# Task instructions:
Copy out the listing below word for word, omitting the pictures.

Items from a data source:
※

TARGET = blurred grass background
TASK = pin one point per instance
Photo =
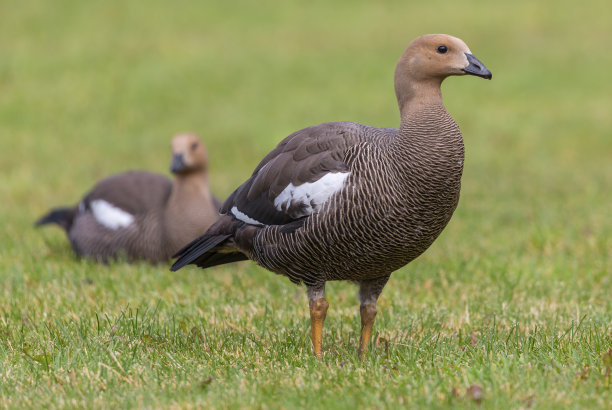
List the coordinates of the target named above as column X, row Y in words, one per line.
column 514, row 297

※

# Reply to the exercise:
TARGET = blurred grass background
TASK = pin one point per instance
Photo =
List the coordinates of the target named above as column X, row Y in words, one per line.
column 514, row 297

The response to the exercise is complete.